- [Goal]
Pull out every line in the listing below that contains the string "bird", copying each line in full. The match is case-sensitive.

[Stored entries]

■ ■ ■ ■

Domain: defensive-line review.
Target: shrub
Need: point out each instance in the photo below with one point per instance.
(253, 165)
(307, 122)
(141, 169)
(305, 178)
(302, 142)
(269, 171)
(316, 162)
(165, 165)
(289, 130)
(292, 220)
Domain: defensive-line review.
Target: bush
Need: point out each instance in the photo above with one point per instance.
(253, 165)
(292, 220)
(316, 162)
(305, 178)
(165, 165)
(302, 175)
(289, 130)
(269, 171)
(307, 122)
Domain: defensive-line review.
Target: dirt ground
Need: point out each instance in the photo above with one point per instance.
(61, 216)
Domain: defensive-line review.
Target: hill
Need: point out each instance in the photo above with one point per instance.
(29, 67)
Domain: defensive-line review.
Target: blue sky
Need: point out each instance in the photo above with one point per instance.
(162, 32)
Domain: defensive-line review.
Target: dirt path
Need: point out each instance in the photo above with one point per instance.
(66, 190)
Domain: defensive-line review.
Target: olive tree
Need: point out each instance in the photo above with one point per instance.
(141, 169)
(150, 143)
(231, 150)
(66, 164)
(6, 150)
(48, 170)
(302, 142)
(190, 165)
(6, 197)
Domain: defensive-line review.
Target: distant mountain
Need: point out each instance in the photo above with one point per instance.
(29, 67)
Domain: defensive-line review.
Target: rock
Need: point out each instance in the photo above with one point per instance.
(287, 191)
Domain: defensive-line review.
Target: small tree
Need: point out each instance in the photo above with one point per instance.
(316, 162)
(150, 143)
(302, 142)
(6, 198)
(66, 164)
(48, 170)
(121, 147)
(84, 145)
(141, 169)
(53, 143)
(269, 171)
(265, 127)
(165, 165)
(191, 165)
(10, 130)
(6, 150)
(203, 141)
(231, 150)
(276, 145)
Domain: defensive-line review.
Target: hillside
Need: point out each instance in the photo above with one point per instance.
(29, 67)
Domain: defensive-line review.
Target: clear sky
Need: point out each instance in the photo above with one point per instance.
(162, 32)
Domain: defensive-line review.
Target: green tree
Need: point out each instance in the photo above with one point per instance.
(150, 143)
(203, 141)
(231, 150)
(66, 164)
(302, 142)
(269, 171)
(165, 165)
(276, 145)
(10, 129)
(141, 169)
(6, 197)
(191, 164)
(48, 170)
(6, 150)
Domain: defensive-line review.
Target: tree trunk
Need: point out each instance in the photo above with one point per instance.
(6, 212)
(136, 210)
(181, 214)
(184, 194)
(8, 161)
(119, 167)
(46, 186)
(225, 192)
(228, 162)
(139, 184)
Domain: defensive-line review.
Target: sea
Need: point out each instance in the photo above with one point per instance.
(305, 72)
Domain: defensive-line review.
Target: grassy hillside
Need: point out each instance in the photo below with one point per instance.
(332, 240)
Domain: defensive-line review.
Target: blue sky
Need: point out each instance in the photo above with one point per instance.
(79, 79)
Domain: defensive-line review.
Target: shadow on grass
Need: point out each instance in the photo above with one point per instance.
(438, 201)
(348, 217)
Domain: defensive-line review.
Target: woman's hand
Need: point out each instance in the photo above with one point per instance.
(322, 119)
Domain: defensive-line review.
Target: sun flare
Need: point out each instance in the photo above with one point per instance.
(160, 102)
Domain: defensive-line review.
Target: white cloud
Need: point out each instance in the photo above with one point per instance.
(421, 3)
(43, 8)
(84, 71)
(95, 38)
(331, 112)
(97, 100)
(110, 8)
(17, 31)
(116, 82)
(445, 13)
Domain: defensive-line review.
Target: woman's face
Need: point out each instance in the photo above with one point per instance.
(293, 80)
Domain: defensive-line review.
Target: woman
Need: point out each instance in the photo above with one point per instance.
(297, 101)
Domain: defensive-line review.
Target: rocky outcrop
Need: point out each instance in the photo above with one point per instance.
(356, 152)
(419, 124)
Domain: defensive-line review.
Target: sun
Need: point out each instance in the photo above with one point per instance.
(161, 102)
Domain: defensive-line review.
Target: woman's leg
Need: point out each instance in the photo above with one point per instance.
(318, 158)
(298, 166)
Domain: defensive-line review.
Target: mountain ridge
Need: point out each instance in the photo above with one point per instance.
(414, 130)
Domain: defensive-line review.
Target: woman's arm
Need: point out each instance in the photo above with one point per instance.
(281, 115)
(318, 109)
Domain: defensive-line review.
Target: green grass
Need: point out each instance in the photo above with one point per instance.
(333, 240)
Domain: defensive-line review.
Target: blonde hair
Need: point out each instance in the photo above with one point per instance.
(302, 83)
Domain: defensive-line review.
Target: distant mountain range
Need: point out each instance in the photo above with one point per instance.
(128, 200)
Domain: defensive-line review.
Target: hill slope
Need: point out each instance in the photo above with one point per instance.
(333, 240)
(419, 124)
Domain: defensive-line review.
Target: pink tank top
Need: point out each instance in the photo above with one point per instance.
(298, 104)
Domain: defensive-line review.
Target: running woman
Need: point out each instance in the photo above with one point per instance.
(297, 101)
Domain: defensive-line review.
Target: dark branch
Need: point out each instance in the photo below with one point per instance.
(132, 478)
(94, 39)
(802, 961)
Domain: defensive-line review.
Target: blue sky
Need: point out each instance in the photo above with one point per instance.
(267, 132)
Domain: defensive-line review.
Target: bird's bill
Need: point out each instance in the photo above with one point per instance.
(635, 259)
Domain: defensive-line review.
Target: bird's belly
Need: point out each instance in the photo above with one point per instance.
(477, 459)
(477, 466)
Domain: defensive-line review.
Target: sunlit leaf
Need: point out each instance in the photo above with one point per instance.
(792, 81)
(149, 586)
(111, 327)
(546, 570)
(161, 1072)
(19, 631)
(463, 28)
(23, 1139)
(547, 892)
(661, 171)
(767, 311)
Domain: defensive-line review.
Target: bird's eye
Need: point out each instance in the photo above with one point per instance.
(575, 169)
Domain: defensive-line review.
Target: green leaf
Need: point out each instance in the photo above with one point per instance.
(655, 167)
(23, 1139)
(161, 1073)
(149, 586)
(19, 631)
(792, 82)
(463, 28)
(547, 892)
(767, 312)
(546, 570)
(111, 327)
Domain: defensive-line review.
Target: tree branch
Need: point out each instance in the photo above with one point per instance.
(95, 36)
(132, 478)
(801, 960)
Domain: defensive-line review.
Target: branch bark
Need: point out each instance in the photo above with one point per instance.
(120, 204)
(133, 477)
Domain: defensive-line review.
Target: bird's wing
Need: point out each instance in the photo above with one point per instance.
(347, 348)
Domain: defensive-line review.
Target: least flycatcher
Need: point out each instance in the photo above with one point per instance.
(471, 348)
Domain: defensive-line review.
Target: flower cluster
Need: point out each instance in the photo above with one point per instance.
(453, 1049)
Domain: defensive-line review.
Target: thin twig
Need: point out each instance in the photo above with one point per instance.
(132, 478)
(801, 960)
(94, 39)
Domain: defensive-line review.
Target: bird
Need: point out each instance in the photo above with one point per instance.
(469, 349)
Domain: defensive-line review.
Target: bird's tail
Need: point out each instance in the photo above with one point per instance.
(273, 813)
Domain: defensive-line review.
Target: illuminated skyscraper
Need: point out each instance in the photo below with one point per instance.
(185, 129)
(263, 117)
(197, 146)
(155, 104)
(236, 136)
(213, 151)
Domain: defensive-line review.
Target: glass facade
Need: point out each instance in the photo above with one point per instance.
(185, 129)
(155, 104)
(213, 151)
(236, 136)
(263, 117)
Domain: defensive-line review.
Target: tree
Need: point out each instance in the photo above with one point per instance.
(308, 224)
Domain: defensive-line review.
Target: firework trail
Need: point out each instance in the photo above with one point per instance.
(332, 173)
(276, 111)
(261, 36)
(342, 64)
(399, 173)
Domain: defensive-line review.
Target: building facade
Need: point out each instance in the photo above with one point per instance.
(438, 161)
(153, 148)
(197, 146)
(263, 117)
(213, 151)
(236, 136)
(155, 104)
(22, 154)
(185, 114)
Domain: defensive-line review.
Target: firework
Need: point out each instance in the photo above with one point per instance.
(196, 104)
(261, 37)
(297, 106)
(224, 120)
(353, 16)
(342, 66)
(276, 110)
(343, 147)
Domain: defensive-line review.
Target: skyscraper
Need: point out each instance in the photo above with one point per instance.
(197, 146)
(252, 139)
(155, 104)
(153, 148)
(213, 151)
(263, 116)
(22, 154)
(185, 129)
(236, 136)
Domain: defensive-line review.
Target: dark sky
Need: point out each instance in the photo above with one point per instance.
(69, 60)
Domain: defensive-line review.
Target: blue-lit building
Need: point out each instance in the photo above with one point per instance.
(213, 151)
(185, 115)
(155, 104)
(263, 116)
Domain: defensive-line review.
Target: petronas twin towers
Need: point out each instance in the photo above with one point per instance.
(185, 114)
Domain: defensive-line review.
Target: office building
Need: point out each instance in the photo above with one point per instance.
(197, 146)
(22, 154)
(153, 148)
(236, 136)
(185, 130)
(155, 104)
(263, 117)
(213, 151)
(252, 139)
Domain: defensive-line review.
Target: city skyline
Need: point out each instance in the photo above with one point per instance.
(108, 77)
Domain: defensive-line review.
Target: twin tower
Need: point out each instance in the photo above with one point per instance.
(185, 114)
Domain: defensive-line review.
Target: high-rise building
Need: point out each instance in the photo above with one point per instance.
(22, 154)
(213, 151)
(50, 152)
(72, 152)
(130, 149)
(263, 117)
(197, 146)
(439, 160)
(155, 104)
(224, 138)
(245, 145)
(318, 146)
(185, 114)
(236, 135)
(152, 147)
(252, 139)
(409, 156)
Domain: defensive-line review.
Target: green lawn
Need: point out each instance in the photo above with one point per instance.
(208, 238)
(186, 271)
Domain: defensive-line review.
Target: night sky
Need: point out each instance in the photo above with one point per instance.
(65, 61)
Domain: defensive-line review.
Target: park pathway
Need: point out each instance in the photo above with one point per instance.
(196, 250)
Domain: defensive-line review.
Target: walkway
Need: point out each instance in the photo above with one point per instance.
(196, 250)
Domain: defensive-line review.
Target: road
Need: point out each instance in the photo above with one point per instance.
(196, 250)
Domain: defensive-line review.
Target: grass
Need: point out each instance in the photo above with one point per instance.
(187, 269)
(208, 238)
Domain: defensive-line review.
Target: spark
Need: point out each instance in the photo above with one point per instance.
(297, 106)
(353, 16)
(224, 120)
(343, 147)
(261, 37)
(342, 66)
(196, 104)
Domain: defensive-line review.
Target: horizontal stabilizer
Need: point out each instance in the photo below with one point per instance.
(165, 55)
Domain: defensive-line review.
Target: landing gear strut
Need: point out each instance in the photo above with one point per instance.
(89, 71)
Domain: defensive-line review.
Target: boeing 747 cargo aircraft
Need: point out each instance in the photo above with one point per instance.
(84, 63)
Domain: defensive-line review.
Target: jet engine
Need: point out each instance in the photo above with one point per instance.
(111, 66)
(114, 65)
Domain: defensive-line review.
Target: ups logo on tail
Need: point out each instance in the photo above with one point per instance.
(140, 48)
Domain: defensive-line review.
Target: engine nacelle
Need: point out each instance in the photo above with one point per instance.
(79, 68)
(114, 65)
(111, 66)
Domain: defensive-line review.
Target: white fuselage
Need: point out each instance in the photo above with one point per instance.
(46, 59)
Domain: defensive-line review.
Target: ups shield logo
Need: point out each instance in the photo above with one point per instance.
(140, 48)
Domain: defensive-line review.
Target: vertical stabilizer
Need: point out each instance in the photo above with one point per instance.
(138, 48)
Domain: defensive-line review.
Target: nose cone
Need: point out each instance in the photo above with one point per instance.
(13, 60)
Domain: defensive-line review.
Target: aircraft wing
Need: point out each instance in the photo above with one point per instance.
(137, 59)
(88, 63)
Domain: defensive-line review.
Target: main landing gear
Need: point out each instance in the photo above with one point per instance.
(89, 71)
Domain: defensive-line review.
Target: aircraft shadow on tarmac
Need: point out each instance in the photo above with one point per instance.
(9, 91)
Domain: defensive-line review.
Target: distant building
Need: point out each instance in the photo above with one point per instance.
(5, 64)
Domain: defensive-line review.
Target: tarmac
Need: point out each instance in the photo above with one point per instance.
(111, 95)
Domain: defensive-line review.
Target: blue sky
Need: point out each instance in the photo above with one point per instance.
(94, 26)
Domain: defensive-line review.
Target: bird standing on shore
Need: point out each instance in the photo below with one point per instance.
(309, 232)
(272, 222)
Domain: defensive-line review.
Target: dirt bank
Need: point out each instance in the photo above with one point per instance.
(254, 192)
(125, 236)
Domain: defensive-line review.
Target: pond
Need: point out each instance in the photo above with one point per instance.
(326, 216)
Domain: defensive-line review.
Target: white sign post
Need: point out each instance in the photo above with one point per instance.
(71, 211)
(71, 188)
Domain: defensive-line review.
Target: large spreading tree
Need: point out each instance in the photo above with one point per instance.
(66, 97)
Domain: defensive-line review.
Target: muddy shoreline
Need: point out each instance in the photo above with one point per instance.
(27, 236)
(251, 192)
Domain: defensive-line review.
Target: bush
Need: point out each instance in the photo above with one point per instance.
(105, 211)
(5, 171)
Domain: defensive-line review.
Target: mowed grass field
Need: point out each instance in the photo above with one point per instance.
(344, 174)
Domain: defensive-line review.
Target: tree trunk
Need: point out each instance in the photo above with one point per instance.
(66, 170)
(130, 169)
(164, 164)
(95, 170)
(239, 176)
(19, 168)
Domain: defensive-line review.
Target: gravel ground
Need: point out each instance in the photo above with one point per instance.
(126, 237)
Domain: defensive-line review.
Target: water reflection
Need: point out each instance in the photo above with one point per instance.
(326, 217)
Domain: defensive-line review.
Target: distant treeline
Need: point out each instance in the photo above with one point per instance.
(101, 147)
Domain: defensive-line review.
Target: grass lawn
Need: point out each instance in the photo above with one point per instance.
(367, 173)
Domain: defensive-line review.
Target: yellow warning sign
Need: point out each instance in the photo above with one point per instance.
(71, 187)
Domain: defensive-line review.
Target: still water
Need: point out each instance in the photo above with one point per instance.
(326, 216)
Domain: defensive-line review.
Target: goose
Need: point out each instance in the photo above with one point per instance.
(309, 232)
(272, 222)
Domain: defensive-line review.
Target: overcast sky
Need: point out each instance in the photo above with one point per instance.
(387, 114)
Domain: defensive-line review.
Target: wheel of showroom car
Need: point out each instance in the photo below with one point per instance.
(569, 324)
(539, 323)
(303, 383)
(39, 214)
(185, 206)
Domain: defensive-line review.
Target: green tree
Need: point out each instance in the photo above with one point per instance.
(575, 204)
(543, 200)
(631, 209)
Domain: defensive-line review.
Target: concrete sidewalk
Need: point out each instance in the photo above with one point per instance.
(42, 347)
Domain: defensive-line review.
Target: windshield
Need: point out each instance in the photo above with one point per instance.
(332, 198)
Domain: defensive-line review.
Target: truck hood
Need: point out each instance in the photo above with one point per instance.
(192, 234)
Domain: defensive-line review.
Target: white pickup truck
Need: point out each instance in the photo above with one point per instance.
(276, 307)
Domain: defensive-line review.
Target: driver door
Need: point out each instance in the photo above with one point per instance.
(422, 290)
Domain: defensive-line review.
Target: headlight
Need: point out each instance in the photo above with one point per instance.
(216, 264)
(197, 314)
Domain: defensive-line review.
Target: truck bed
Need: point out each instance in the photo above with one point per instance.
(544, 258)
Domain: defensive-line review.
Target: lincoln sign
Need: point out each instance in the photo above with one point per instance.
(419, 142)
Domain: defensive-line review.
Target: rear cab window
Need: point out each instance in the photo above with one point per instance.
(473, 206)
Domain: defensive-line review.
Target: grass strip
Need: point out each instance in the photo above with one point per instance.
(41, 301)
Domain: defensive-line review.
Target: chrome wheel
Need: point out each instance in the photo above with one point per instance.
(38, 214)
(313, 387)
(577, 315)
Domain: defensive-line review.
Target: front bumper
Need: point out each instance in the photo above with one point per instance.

■ ■ ■ ■

- [Correct output]
Target: bird's bill
Target: bird's belly
Target: bird's eye
Target: bird's wing
Target: bird
Target: bird's tail
Target: bird standing on shore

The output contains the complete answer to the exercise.